Texte fourni.

Ce n’est pas jouer, ni mentir que de reproduire les paysages métallurgiques en y configurant les silhouettes du futur, en donnant une vie personnelle à ces personnages qui sortent des films d’anticipation… Comment imaginer demain ? Sera-t’il un autre Solaris ? Nous sommes soumis au temps qui passe, à sa fluctuation, à sa dérive… À la mémoire rongée par le sel de l’oubli, au Sacrifice.
Arpenter le port en déambulant. Carnet de notes, de musique…Variation d’une mélodie visuelle… Laisser sourdre de l’agrandissement photographique cette amplification qui devient surface médiatrice, repère.
« Demain au pays de Gulliver » serait le titre du livre de Lilliput… Perdu au bord d’une mer si tranquille, si vaste, dans une image où l’essentiel ne peut être appréhendé, et qui dépend de notre conscience.
Chaque geste engendre un aspect saisi sur le vif comme une insolence ; dominer l’instant ; modeler la matière puis laisser filer le grain de peau, d’argent, de sable entre ses doigts, ses mains ; la mer résonne de chansons et d’odyssées, mobile - immobile en un mouvement qui s’étend, se détend, s’étire.

Consignes.
a) Relevez toutes les matières dont le texte sur le port laisse filer le grain entre les doigts.
b) Poursuivez le texte sur les paysages du port après sa dernière phrase.
Le listing ne sert à rien dans ce travail.

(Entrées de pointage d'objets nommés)
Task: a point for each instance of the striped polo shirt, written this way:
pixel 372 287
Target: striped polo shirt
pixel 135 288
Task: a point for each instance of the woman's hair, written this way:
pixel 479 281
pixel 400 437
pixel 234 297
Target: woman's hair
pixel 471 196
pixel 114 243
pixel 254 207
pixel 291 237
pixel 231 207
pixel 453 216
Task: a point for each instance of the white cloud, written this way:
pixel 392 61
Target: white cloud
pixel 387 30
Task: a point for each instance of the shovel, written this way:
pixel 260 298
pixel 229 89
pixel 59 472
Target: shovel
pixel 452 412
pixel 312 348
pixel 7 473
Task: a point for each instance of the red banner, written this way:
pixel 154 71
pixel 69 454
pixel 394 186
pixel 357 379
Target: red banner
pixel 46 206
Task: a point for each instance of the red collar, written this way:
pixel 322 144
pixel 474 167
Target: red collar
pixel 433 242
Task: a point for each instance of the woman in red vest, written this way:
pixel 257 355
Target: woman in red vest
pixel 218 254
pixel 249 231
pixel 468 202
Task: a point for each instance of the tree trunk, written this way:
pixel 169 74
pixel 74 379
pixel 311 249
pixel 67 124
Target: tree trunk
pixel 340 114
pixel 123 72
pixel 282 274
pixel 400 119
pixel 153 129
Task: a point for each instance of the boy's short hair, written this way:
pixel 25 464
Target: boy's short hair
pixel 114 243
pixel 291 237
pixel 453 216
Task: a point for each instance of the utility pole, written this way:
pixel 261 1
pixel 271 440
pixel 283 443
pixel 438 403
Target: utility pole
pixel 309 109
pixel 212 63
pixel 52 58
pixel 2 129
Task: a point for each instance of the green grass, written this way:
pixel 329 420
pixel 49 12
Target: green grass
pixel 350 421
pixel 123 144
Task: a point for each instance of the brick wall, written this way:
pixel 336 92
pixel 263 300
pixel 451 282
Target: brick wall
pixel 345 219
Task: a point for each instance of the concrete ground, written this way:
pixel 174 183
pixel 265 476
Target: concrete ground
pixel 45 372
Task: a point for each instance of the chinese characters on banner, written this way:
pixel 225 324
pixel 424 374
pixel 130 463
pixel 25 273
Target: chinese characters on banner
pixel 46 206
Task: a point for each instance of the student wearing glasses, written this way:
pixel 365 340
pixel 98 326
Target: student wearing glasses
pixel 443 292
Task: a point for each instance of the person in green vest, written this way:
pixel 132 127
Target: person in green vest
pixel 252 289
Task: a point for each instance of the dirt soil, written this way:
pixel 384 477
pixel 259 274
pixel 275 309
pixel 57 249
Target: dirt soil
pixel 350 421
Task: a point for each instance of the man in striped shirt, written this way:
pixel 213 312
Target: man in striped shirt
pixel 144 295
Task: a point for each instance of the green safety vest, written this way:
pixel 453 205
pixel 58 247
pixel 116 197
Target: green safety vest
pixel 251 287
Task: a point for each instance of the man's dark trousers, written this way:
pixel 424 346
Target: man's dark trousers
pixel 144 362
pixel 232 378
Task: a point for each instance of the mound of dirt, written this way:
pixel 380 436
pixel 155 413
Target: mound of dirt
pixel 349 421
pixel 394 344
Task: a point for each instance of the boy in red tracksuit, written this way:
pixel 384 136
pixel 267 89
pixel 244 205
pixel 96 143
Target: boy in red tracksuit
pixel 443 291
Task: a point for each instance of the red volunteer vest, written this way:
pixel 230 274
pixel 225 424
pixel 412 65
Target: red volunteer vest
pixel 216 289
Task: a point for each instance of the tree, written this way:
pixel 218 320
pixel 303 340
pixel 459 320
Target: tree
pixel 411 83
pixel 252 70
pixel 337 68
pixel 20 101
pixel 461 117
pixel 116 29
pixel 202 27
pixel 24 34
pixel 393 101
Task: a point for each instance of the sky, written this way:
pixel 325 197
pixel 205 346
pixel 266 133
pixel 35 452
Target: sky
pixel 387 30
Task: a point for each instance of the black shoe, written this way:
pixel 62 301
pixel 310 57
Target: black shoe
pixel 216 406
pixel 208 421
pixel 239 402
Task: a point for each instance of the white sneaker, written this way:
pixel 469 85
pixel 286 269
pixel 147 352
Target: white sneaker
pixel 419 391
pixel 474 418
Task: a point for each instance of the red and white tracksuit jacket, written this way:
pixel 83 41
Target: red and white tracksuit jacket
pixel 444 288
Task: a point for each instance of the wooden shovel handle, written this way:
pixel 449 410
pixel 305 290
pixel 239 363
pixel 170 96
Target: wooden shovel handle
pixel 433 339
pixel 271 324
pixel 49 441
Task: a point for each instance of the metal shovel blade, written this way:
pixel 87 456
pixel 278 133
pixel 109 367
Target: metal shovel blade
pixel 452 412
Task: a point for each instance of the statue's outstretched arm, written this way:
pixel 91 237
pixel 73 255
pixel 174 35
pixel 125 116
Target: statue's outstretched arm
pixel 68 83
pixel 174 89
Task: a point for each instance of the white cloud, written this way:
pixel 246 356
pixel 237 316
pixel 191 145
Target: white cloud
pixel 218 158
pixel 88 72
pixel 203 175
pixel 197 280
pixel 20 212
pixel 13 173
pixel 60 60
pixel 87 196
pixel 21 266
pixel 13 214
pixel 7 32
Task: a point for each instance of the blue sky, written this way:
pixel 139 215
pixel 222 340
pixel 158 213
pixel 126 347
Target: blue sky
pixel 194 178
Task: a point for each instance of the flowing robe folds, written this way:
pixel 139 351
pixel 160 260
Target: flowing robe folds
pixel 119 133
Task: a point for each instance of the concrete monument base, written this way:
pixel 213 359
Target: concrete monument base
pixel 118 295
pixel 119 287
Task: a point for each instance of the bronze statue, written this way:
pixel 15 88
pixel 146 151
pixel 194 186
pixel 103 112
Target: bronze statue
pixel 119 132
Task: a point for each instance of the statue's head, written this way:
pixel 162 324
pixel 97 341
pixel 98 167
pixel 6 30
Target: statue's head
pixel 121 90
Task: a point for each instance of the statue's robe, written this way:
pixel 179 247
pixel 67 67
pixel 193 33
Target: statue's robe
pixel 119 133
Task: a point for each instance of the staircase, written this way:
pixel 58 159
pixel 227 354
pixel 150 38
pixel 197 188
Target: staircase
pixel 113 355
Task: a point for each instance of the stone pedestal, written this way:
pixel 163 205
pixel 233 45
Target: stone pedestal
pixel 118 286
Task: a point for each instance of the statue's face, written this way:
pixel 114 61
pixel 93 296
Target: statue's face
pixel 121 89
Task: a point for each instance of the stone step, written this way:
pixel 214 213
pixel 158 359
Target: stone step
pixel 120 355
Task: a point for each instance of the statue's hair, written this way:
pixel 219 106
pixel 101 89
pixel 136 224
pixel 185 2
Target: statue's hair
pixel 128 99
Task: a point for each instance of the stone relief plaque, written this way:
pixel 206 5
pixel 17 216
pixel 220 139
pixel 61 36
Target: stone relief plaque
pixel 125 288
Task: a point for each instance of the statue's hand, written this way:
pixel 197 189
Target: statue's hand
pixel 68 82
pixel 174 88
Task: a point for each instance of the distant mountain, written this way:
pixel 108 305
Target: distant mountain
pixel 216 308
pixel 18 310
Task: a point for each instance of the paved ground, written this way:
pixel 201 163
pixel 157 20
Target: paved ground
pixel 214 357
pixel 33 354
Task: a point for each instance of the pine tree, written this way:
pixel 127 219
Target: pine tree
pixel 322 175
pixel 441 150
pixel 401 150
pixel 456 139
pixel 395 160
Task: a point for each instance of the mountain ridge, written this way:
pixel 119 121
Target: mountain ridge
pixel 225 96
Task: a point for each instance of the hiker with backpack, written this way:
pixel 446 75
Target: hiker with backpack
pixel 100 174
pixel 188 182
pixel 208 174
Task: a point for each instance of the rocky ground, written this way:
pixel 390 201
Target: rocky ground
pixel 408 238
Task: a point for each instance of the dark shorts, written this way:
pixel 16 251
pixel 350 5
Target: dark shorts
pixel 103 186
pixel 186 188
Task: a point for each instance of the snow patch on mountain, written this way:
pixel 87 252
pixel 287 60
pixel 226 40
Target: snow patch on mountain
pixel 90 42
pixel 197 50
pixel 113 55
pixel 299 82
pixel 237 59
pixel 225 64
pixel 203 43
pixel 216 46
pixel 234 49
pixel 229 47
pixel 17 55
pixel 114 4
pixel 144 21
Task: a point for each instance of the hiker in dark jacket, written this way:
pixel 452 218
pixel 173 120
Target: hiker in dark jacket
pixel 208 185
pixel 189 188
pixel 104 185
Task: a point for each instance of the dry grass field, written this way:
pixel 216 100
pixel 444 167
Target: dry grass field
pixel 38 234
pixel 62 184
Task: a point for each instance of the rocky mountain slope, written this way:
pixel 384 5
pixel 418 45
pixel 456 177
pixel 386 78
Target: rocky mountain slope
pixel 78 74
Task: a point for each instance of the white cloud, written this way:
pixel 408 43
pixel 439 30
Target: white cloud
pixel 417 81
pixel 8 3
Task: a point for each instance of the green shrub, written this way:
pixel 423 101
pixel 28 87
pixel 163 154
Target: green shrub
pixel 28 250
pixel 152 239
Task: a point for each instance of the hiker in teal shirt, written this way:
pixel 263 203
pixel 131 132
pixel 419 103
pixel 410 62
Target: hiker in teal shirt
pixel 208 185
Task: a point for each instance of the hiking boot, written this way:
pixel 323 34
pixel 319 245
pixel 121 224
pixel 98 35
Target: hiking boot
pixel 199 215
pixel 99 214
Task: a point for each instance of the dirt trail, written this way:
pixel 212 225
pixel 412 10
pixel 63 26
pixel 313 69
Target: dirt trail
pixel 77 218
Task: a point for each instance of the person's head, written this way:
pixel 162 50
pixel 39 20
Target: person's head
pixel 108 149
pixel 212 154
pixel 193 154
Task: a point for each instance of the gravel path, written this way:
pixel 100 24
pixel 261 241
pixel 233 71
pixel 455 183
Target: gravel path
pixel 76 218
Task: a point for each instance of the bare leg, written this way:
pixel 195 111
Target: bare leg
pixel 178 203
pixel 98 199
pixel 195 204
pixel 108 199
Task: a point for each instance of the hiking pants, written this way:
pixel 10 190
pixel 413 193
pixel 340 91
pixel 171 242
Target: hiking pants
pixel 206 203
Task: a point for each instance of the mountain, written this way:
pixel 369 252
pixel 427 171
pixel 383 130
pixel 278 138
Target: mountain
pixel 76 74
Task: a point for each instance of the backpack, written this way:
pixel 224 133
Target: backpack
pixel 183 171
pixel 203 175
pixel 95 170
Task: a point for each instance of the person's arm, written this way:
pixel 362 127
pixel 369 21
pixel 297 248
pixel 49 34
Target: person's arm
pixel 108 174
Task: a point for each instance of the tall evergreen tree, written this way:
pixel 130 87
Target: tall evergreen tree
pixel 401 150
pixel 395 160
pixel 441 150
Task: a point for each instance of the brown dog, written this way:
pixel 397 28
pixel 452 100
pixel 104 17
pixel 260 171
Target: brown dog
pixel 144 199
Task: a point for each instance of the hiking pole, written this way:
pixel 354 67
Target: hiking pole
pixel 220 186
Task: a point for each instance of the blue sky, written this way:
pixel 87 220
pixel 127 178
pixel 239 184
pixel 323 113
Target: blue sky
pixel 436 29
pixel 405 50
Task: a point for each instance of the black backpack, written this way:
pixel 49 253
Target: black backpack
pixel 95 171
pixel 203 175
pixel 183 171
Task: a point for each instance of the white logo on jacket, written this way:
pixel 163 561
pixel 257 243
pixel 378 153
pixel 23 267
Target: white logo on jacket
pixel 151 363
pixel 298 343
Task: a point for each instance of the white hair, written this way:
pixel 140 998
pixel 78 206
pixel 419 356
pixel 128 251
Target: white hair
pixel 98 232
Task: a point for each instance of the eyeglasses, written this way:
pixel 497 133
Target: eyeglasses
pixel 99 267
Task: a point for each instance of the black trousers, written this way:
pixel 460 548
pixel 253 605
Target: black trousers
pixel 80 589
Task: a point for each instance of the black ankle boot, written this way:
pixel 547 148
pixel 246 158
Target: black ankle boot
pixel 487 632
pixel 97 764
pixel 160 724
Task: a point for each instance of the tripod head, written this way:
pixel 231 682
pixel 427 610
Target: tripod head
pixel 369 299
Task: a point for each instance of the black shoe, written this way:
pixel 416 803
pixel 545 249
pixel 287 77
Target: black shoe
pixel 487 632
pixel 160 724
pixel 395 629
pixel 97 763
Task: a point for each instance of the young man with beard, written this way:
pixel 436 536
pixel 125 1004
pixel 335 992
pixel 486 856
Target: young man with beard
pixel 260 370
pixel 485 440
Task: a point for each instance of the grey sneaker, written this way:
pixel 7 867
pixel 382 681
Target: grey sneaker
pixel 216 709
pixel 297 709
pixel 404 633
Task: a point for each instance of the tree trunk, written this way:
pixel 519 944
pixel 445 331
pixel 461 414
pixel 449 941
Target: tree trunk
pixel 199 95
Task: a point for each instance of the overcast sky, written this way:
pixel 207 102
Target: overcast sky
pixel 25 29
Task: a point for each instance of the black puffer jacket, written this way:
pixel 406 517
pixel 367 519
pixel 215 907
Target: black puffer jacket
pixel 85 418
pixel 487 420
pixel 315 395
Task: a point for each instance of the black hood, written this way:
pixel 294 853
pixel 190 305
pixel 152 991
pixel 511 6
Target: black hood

Réponses par consigne.
a) La peau, l'argent, le sable.

b)
Des ombres naufragées, un mur courbe, un infini déployé, une immensité confondue, presque dissoute dans l’horizontalité des flots.
Jeux de miroirs et de silhouettes, ciels bleus, chiens errants, drapeaux flottants, l’équilibre du littoral reste sauvage malgré les édifications contemporaines.
Des escaliers de pierres, des graffitis expressifs, un mât dressé, net et tranchant sur le ciel. Des grues colorées bruyantes aux poulies grinçantes qui déchargent les caisses sur le débarcadère encombré.
Du rouge en filigrane, marée rouge, cerises peintes sur le mur, goutte de sang, façade écarlate, tomates ou fleur qui se fane, un dessin dans la flaque d’eau, empreinte de pied qui saute, enfants aux gestes vastes comme un rêve qui ne s’achèvera jamais.
Dolce Vita, la danse dans la nuit. Ici, les discothèques sont vides, les parkings aléatoires, l’immensité dépeuplée interpelle la mer ; il n’y a personne, juste quelques palmiers… J’attends… Il ne fait pas froid dans ma voiture… Qui viendra ici, sous les éclats des néons qui remplacent la lune disparue ?
Je ne sais plus pourquoi je suis venu… J’aurais aimé entrer dans ce bar, écouter de la musique, mais j’attends toujours… Il n’y a personne encore… C’est trop tôt dans le petit matin. Le pirate noir a disparu en pleine mer et son navire a sombré.
Une Petite-Île, il pourrait y avoir là-bas sur la côte un phare qui s’allume la nuit, un port à la criée des poissons frais, des exclamations dans les rues engorgées de circulation, quelques courées paisibles aux alentours d’une église désertée et la longue digue où se faufilent, ombres éternellement anonymes, quelques sans- abris qui fuient la police, les dénonciations, les altercations.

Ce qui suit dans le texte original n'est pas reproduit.